§ Exercise requirements:
Without leaving anything out, print every line of the data.

§ Dataset content:

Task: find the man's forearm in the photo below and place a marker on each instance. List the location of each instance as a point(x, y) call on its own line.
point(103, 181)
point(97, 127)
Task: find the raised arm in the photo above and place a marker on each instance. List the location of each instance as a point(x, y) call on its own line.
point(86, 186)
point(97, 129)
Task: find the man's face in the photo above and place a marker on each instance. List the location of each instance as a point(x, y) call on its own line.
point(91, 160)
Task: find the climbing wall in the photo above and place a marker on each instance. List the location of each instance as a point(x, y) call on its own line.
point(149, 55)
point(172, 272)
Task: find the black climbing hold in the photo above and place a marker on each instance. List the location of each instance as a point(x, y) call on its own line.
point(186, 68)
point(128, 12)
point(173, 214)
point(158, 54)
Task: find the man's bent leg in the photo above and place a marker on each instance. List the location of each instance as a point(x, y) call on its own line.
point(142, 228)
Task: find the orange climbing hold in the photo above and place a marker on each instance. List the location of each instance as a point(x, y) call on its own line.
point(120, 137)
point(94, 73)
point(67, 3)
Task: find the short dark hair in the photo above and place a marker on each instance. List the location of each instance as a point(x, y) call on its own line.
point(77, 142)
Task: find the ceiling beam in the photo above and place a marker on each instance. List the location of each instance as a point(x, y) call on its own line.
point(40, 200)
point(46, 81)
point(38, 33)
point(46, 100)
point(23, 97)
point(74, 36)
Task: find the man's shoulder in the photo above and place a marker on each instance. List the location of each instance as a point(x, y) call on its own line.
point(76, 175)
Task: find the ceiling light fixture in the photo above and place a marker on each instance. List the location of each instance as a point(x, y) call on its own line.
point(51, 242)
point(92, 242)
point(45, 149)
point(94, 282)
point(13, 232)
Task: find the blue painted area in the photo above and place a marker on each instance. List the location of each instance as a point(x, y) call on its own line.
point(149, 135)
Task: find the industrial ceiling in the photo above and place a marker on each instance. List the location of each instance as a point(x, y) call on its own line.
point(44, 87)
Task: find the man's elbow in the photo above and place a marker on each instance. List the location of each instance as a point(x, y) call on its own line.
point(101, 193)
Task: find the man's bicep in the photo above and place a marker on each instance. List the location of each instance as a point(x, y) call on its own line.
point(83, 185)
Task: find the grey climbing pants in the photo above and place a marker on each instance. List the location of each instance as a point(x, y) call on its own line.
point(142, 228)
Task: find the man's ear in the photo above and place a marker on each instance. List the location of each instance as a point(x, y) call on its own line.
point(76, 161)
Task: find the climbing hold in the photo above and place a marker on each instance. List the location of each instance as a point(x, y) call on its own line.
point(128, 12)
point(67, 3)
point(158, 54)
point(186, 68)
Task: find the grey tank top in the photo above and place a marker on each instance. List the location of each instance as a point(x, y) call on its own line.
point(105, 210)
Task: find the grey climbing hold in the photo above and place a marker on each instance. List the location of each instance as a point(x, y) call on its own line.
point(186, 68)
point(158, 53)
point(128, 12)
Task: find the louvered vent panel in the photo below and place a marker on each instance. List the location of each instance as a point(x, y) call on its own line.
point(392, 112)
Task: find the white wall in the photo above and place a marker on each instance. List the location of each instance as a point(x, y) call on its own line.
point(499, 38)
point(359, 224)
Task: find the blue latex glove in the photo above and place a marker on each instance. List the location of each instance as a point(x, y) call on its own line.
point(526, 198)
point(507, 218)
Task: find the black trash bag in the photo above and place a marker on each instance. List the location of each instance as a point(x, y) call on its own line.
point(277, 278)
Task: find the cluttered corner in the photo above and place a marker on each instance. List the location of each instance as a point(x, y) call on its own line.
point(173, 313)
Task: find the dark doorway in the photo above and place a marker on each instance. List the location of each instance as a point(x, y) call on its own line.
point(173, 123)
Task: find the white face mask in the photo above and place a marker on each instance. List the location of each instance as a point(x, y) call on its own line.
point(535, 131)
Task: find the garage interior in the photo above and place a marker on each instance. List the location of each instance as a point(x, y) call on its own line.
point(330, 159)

§ The answer:
Task: find the man's forearm in the photo below and place a marker on each instance. List the location of each instance as a point(x, y) call on its own line.
point(103, 181)
point(97, 127)
Task: find the raised arm in the photo above and place a marker on each instance. List the location of each instance as a point(x, y) call on its own line.
point(86, 186)
point(97, 129)
Task: find the man's face in the photo above and place a marker on each instance. List the location of each instance as a point(x, y) call on its own line.
point(91, 160)
Task: find the climbing wall in the photo above and place a marker on each instance. List the location of each instance as a point(x, y) call on its own line.
point(149, 55)
point(172, 272)
Task: find the black climbing hold in the photo above and place a marker on each instance. List the location of each instance as a point(x, y) call on its own line.
point(186, 68)
point(128, 12)
point(173, 214)
point(158, 54)
Task: find the man's bent leg in the photo above and place a marker on each instance. List the location of each instance as a point(x, y) call on its own line.
point(142, 228)
Task: find the orange climbing hold in the photo above and place a marker on each instance. List the location of each instance as a point(x, y) call on its own line.
point(120, 137)
point(94, 73)
point(67, 3)
Task: find the short dark hair in the photo above and place a marker on each instance. List the location of each instance as a point(x, y) call on its own line.
point(77, 142)
Task: find the ceiling beam in the photo above and place a marker on each instance. List the location of each instance as a point(x, y) call on its own line.
point(40, 200)
point(46, 81)
point(38, 33)
point(46, 100)
point(23, 97)
point(74, 36)
Task: find the man's shoulder in the photo above and place a marker on each instance. List the location of each instance as a point(x, y) call on its own line.
point(76, 175)
Task: find the ceiling light fixture in the photo above and place a marker on each instance. List the location of each instance as a point(x, y) call on its own line.
point(51, 242)
point(92, 242)
point(45, 149)
point(94, 282)
point(13, 232)
Task: find the blue painted area in the photo above and place a marker on each instance. List the location of each instance as a point(x, y) call on its own line.
point(149, 135)
Task: find the industrial ceiling in the photo above and place a marker on each instance. List the location of each instance as a point(x, y) call on its own line.
point(44, 87)
Task: find the man's elbow in the photo above and place a marker on each instance. List the location of each instance as a point(x, y) call on its own line.
point(101, 193)
Task: find the man's bicep in the photo above and place a marker on each instance. List the location of each instance as a point(x, y) call on its own line.
point(83, 185)
Task: find the grey climbing pants in the photo above and place a marker on each instance. List the location of each instance as a point(x, y) call on its own line.
point(142, 228)
Task: find the man's ear in the photo above and place a marker on each instance. List the location of each instance as a point(x, y) call on its own line.
point(76, 161)
Task: find the climbing hold in the photo above and place a marker on each instance. List the location of each instance as a point(x, y) call on its own line.
point(128, 12)
point(67, 3)
point(158, 54)
point(186, 68)
Task: find the grey tank top in the photo above and place a marker on each instance. List the location of each instance as a point(x, y) call on its own line.
point(105, 210)
Task: find the grey climbing hold in the photo above and place a marker on each instance. List the location of each instance as a point(x, y) call on its own line.
point(186, 68)
point(158, 53)
point(128, 12)
Task: find the louvered vent panel in the photo below and place a marker on each instance. List the location of each instance as a point(x, y) call on its own line.
point(392, 112)
Task: find the white wall in the photo above and place a marker on each instance. List the location of each instance as a point(x, y) call on its own line.
point(499, 38)
point(359, 224)
Task: find the blue latex glove in the photo above and place a marker on each instance. List the location of each instance as a point(x, y) call on its own line.
point(526, 198)
point(507, 218)
Task: find the black trash bag in the photo above and place a marker on each instance. List the location of each instance as a point(x, y) call on its own line.
point(277, 278)
Task: find the cluttered corner in the photo above and place a marker on each instance. List the location of each instance as a point(x, y) call on its own line.
point(173, 313)
Task: find the dark doorway in the photo above and place a marker on each instance. List the location of each instance as a point(x, y) call on its own line.
point(173, 123)
Task: find the white face mask in the photo above and place a marker on each instance. List the location of each instance as a point(x, y) call on its own line.
point(535, 131)
Task: find the garage interior in the photo above and place a marker on each instance. List the location of each instance as a point(x, y) call on its own line.
point(330, 159)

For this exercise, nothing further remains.